DOCUMENT EXCERPT start

MR. SABRI BEN-ACHOURYou'd never know it was a school. But tucked down an alley by the pier in Cite Soleil, that's Port-au-Prince's largest and most dangerous slum, is the Wharf Jeremy school.
MR. SABRI BEN-ACHOURSheet metal walls, tarp for a roof, it's the size of a garage and inside are about are about 100 children dressed in pink and wine-colored uniforms. That is where we found...
ROSALYN DAYSRosalyn Days (sp?).
BEN-ACHOURRosalyn Days. She is 15. She is basically a slave. Do you live with your mom and dad?
UNIDENTIFIED MAN(Foreign language)
MANWith a woman. She calls the woman aunts, but she isn't that -- really her aunts.
BEN-ACHOURHow did you get to live with this woman?
MANIt was around 7 or 8 year old. She doesn't remember in which countryside she was. But the woman went to the countryside and then she said that she didn't have kid in Port-au-Prince here. And then she talked to her mother and then her mother gave her to the woman to come and live with another place.
MANHer mother wasn't totally happy with this. But she didn't want to come. But her father said, yes, she has to come because they will send her to her school here to go school.
BEN-ACHOURWhere are they now? Have you seen your parents since?
BEN-ACHOURIn 8 years, you've not seen?
BEN-ACHOURDoes she even know where they are?
MANShe remember the neighborhood she was living with -- in. But then she doesn't know which way to take back there. She doesn't where it is.
BEN-ACHOURAre you mad at your parents?
DAYSNo. (Foreign language)
MANAt first, she wasn't mad at them because they forced her to come here, she -- to come to school and all. But the woman starting mistreating her.
MANSometimes when she mis-done something and the woman don't correct -- put corrections on her, she just beat her or say some swears that -- some words that she can't hear.
MANThe woman has four kids. She is the one to bath all of the four kids, to braid them, to clothes them, to do everything for those four kids and then take them to school. Then she has to the rushing after everything in the house, she's -- it's (unintelligible).
MANThey are not nice with her. They didn't show respect to her. They used to say same words that her mother used to tell her. They say the same words to her, too.
MANThey tell her about her body. So says, this or that part of your body stinks, so stuff like this.
MANShe's -- she has only been sent to school very recently. And it is because some neighbors said that you can't keep the kids in the house there all the time, not sending her to school. That's the reason why she ending being come here, come to school.
BEN-ACHOURDoes she ever -- have you?
BEN-ACHOURDoes she do your hair?
MANWhen she's, you know, coming to school, the mother braid her. But when she's not coming, she has to do it on her own.
BEN-ACHOURWhat makes you happy?
MANShe's never happy because she's living far from her parents. And then, she's thinking all the time if -- she's wondering all the time if she was their -- her parents, would she have to be living like this? And she even thinks that if she was there, would her parent and her mother, how hard living would be. She believes that she would happy sometimes being with her parents.
BEN-ACHOURRosalyn Days' story did start looking up. She's in school now. She can write her name, her parents' names. That's the only unique part of her story, though, that she made it to school at all. The rest of the story is pretty common. Poor family tempted by someone who promised to send their daughter to school in the city where there was opportunity. Mom and dad let her go to become what's known as a restavek.
MS. TATYA UNGEROkay. The word itself comes from French, reste avec, to stay with.
BEN-ACHOURTatya Unger (sp?) is with KNH, a German group that's trying to get restaveks in school.

DOCUMENT EXCERPT end
SUPPLIED ENTRIES start

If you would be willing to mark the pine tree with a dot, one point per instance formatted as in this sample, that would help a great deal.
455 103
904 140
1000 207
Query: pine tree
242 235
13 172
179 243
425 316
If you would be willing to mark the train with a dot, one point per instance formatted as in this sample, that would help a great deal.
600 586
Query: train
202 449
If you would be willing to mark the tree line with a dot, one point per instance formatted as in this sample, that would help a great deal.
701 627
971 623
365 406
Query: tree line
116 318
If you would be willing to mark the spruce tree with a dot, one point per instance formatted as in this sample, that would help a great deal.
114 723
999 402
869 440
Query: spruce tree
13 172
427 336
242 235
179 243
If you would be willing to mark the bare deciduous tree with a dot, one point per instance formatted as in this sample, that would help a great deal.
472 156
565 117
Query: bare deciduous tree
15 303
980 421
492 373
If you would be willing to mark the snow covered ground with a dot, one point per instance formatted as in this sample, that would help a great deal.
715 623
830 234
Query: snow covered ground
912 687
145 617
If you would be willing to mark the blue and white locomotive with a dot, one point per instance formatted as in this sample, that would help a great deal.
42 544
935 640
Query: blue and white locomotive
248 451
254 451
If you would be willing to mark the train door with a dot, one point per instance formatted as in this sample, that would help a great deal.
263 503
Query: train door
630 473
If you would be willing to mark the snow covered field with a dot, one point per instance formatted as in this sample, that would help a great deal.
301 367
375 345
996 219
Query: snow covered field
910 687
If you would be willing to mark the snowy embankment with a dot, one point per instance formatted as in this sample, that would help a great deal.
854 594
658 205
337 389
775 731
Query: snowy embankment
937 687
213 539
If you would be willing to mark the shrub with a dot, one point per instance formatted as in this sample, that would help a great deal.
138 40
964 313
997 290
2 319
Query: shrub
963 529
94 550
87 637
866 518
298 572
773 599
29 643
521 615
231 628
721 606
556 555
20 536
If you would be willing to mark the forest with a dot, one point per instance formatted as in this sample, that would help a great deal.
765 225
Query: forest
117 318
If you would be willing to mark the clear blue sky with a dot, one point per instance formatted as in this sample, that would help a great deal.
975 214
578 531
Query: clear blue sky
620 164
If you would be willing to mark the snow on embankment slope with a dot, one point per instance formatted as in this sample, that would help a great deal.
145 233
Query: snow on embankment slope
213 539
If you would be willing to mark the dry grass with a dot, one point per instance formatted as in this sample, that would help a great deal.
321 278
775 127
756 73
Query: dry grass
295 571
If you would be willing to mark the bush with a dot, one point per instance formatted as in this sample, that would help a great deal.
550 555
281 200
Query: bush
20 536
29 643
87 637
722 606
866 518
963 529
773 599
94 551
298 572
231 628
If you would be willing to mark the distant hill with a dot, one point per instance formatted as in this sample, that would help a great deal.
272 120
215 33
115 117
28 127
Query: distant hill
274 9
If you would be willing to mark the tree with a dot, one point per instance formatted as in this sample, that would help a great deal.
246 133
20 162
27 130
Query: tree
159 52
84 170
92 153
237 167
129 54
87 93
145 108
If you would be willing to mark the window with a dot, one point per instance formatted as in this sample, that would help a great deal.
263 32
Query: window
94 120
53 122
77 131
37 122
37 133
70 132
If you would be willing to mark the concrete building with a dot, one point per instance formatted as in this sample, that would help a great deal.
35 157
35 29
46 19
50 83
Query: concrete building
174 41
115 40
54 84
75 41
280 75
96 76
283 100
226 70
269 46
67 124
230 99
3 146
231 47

SUPPLIED ENTRIES end

## WHAT YOU WILL DO
A. Answer these questions about the transcript on the Cite Soleil school:
(i) How old is Rosalyn Days?
(ii) How many children does the woman she lives with have?
(iii) What French phrase does the word "restavek" come from?
B. Duplicate the passage of the transcript on the Cite Soleil school starting at "MANThey tell her" and ending at "-- have you?".
C. Pick up the transcript on the Cite Soleil school after its last line and continue it.

## FINAL RESULTS
A.
(i) She is 15.
(ii) Four.
(iii) "Reste avec," meaning "to stay with."

B.
MANThey tell her about her body. So says, this or that part of your body stinks, so stuff like this.
MANShe's -- she has only been sent to school very recently. And it is because some neighbors said that you can't keep the kids in the house there all the time, not sending her to school. That's the reason why she ending being come here, come to school.
BEN-ACHOURDoes she ever -- have you?

C.
UNGERIt's often perceived as a very benevolent thing to take in a child from another family, nourish it, send it to school. So it's not perceived as something that actually violates these children's rights, which it definitely does. Because most of the time, it turns into children becoming slaves in these homes.
BEN-ACHOURUnger estimates that 10 percent of Haitian children, that's 300,000 children, are a restaveks. The majority are girls of which, she says, it's estimated that half are sexually abused. But attitudes and the economics behind them are hard to change.
UNGERTo change a whole culture, institution in a country, it's very hard and it's gonna take a very long time. And the problem is it stays very much closed in the homes of the children so not a lot comes out.
BEN-ACHOURSome projects, like the one that brought Rosalyn Days to school, involved recruiting teachers to go into homes and convince families to let their restaveks attend school.
UNGERI'm hoping that all the efforts by all the different organizations working with this problematic, may actually bring it into the open and that people think about it and they deal with it and they hear about it and they understand that it's not helping these children.
BEN-ACHOURIn Cite Soleil, I'm Sabri Ben-Achour.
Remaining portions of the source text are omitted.